Stored records:
########################################
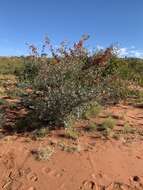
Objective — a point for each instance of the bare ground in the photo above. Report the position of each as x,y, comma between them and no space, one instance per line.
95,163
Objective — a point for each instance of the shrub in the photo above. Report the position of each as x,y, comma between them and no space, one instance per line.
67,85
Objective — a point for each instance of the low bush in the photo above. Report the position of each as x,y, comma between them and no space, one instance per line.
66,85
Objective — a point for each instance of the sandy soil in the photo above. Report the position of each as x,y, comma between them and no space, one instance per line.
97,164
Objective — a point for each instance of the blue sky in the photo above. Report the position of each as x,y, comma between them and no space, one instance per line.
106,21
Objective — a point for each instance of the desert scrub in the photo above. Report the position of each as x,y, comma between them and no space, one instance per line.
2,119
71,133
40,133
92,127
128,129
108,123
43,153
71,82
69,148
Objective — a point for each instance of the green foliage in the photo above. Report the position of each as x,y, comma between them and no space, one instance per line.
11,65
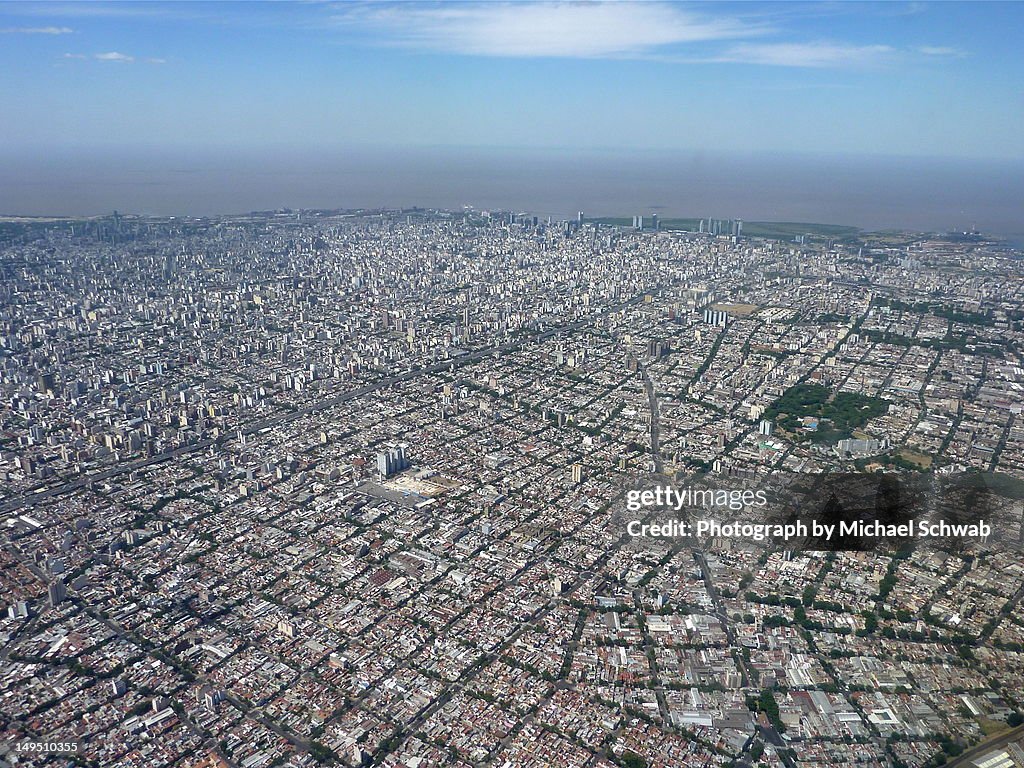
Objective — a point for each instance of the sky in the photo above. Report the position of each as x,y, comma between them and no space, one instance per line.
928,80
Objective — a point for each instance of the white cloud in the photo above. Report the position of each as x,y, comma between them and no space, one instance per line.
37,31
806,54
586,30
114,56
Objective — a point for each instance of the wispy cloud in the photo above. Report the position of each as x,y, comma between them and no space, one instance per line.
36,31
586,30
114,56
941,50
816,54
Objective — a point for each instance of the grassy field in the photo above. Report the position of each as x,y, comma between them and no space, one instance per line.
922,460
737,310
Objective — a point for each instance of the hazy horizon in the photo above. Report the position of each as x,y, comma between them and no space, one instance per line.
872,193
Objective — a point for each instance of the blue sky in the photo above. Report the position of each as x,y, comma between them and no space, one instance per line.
########################################
WHAT YOU ARE ASKED TO DO:
Can you give the rows from the line holding "Objective — a point for each instance of the sky" through the end of the rows again, inclusive, replacing "hazy horizon" with "misty horizon" and leaving everything else unchanged?

EXERCISE ANSWER:
Objective — a point for each instance of the sky in the photo above. Report the position of each as x,y, comma between them and no space, one instance per line.
928,80
Objective — a point for each instance of the white cloud in the photo above. Report the position of each as x,y, comma between them and no space, one instance per line.
37,31
806,54
586,30
114,56
Objective — a point for each instance of the wispy cloud in the photo above. Report the position of each as x,y, comma between them and no space, one instance per line.
36,31
586,30
114,56
941,50
816,54
Objective — a point for each instance of the grassy field in the photo above. Report the position of each as x,y, comma between them and no space, one instance per line.
922,460
737,310
Objective — a point for each instance of the misty horizon in the photo above. Report the position of each as x,y, comma between them and no space, one instance per line.
872,193
Objective — a point for each instance of the blue sky in the photo above. Report the position of each as x,y, comma between them and no space, one instance per line.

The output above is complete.